= Teks =
______

Nikmati berita interaktif dan LIVE report 24 jam hanya di TribunX
Tribun Bisnis

Putusan MK: Perumusan Kebijakan Pengupahan Wajib Libatkan Pemda

Putusan Mahkamah Konstitusi mewajibkan pelibatan Pemerintah Daerah dalam perumusan kebijakan pengupahan.

Penulis: Gita Irawan
Editor: Choirul Arifin
zoom-in Putusan MK: Perumusan Kebijakan Pengupahan Wajib Libatkan Pemda
Tribunnews/Gita Irawan
Hakim Konstitusi Saldi Isra ketika membacakan pertimbangan dalam sidang pengucapan putusan perkara uji materiil nomor 168/PUU/XXI/2024 tentang Undang-Undang Cipta Kerja dalam sidang di Gedung MK Jakarta, Kamis (31/10/2024) 

 

Laporan Wartawan Tribunnews.com, Gita Irawan

 

TRIBUNNEWS.COM, JAKARTA - Putusan Mahkamah Konstitusi dalam perkara uji materiil nomor 168/PUU/XXI/2024 tentang Undang-Undang Cipta Kerja yang diucapkan dalam sidang pada Kamis (31/10/2024) mewajibkan pelibatan Pemerintah Daerah dalam perumusan kebijakan pengupahan.

Para Pemohon sebelumnya mendalilkan Pasal 88 ayat (2) dalam Pasal 81 angka 27 UU 6/2023 tentang Cipta Kerja bertentangan dengan prinsip otonomi daerah sebagaimana diatur dalam Paaal 18 UUD NRI Tahun 1945.

Hal tersebut karena aturan itu hanya memberikan kewenangan penetapan kebijakan pengupahan kepada pemerintah pusat, dan menghilangkan peran pemerintah daerah dalam pengaturan upah minimum.

______

= Tugas 1 =
Menurut berita tentang putusan MK di atas, mengapa para Pemohon menilai Pasal 88 ayat (2) UU Cipta Kerja bertentangan dengan prinsip otonomi daerah? Jelaskan dalam satu sampai tiga kalimat.

______

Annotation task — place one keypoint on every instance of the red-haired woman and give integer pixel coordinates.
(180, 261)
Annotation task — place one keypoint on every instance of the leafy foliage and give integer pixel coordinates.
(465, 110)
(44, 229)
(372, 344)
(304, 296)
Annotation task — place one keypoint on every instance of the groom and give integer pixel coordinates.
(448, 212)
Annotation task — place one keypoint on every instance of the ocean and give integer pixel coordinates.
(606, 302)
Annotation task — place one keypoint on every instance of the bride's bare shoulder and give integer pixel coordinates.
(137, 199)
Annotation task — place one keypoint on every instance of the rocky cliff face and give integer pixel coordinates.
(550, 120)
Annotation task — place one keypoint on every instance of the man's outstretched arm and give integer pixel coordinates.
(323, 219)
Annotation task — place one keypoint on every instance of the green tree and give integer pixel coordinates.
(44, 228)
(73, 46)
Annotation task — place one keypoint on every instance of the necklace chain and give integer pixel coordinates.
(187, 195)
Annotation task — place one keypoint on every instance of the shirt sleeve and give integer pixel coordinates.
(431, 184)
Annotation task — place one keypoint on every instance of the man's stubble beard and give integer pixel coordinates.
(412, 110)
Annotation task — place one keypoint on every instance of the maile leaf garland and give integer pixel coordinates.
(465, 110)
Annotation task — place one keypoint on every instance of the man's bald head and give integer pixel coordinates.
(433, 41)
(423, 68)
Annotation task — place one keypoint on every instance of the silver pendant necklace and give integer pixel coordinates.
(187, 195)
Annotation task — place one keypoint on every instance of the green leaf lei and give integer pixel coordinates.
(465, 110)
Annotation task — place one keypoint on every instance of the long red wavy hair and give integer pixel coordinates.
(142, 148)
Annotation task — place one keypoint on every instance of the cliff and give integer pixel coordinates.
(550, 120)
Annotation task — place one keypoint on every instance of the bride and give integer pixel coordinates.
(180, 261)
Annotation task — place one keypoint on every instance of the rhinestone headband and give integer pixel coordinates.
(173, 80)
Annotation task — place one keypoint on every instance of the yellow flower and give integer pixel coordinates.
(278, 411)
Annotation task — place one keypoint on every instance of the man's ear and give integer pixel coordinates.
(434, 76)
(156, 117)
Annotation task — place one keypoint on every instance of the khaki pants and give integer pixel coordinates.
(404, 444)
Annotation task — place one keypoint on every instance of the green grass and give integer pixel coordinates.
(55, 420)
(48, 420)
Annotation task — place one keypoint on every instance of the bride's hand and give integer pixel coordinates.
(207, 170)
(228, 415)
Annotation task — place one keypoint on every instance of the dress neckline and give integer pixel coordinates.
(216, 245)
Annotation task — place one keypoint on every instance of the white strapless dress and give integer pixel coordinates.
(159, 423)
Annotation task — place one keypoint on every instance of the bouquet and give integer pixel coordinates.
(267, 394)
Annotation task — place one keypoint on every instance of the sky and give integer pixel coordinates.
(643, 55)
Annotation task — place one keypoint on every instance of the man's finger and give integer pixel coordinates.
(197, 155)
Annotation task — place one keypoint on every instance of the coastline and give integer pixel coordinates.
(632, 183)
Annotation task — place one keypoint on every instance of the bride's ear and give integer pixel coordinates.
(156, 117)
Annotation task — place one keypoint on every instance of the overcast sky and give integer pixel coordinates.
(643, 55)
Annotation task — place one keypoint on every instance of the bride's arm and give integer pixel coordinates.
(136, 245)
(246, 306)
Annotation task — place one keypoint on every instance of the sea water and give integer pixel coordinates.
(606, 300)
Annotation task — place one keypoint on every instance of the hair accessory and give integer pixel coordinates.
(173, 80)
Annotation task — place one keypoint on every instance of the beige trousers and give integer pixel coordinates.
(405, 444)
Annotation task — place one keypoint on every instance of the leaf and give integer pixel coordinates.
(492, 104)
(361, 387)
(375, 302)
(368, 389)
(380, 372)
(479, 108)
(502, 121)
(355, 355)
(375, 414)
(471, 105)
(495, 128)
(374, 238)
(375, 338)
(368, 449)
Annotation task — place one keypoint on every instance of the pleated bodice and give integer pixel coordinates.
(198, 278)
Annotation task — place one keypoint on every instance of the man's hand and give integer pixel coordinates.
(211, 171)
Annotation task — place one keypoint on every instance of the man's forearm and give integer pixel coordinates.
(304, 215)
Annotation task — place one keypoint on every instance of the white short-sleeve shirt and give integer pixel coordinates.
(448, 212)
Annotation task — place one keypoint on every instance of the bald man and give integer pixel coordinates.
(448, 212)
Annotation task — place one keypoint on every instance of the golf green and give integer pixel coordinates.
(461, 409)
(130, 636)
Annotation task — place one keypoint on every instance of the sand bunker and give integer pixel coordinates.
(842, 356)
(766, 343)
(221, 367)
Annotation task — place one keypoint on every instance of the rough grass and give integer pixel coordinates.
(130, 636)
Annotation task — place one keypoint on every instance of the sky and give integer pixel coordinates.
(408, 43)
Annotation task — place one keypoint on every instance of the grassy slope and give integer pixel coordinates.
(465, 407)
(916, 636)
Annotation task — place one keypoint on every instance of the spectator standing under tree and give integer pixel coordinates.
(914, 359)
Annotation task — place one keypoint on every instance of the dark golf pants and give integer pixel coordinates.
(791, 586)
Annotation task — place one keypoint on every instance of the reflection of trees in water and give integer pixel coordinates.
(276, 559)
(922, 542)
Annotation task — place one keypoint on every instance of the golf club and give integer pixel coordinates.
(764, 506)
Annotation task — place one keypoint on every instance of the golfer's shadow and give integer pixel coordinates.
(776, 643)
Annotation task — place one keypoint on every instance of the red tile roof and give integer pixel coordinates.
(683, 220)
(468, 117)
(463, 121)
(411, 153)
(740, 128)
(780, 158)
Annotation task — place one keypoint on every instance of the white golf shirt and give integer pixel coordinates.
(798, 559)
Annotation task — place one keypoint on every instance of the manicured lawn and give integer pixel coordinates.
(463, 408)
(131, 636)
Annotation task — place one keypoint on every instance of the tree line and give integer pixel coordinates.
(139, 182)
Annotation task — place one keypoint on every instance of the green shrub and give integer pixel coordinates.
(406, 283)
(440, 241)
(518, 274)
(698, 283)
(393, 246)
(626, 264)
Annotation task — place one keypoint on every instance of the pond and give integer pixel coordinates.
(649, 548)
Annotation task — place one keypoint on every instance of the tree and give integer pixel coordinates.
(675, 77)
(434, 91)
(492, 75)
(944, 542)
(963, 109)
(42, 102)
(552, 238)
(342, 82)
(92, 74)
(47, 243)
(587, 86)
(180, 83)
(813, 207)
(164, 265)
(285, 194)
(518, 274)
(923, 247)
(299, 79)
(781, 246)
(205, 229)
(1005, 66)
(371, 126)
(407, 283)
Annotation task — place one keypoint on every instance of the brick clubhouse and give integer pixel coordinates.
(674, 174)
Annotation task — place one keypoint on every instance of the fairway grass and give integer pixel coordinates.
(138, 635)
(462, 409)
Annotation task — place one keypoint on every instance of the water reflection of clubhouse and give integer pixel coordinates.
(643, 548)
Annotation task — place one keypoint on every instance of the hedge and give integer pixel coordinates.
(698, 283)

______

= Tugas 2 =
Sebutkan berapa baris dalam entri yang memuat kata "clubhouse". Jawab hanya dengan angka.

= Jawaban lengkap 1 =
Menurut para Pemohon, aturan itu hanya memberikan kewenangan penetapan kebijakan pengupahan kepada pemerintah pusat. Aturan itu juga menghilangkan peran pemerintah daerah dalam pengaturan upah minimum, sehingga bertentangan dengan prinsip otonomi daerah dalam Pasal 18 UUD NRI Tahun 1945.

= Jawaban lengkap 2 =
2